Collection entries:
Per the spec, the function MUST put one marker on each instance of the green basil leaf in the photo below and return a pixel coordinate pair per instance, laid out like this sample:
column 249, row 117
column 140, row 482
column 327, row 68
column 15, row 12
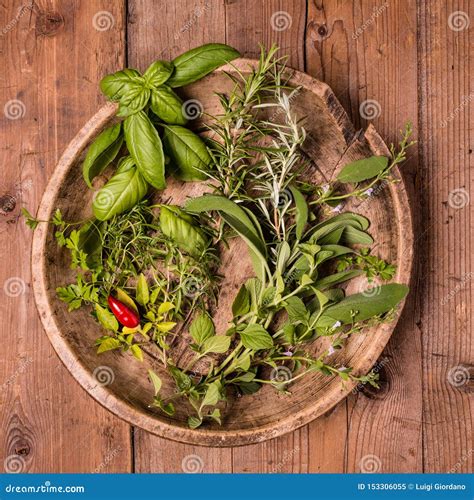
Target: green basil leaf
column 217, row 344
column 142, row 294
column 179, row 227
column 133, row 101
column 106, row 318
column 123, row 191
column 116, row 85
column 202, row 328
column 366, row 305
column 241, row 304
column 155, row 380
column 157, row 73
column 301, row 211
column 167, row 105
column 188, row 152
column 362, row 170
column 199, row 62
column 255, row 337
column 145, row 147
column 101, row 152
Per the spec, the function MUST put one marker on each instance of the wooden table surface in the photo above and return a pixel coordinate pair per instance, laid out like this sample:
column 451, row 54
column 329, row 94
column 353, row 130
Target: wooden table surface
column 388, row 62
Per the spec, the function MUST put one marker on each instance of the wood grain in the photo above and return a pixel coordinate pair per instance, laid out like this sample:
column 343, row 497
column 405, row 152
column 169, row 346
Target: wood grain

● DIRECTIONS
Rewrite all the records above, substituting "mint leaf" for every "basil leaf" and keeping everything else the same. Leave out the pictures.

● OUTPUT FOR THIS TASK
Per the spec, the function MUST put one marker on each instance of the green mint leaf in the photo below and return a pixel coordinate pair per instance, laid out like this sample:
column 249, row 117
column 140, row 482
column 327, row 68
column 15, row 12
Target: green mint leaf
column 217, row 344
column 142, row 294
column 179, row 227
column 133, row 101
column 106, row 318
column 123, row 191
column 116, row 85
column 202, row 328
column 366, row 305
column 241, row 304
column 155, row 380
column 157, row 73
column 301, row 211
column 167, row 105
column 188, row 152
column 362, row 170
column 199, row 62
column 255, row 337
column 145, row 147
column 101, row 152
Per the spec, the function MUST put one marker on each instance of the wooden table surface in the photo above and return a pixel coordinate pair per instance, laid out like this sample:
column 451, row 54
column 329, row 94
column 353, row 130
Target: wooden table surface
column 388, row 62
Per the spec, the function MUST put one marker on each instance of the wood grain in the photo above and return a pixel coordinate pair per instance, laid out like this sample:
column 343, row 497
column 405, row 152
column 169, row 346
Target: wood grain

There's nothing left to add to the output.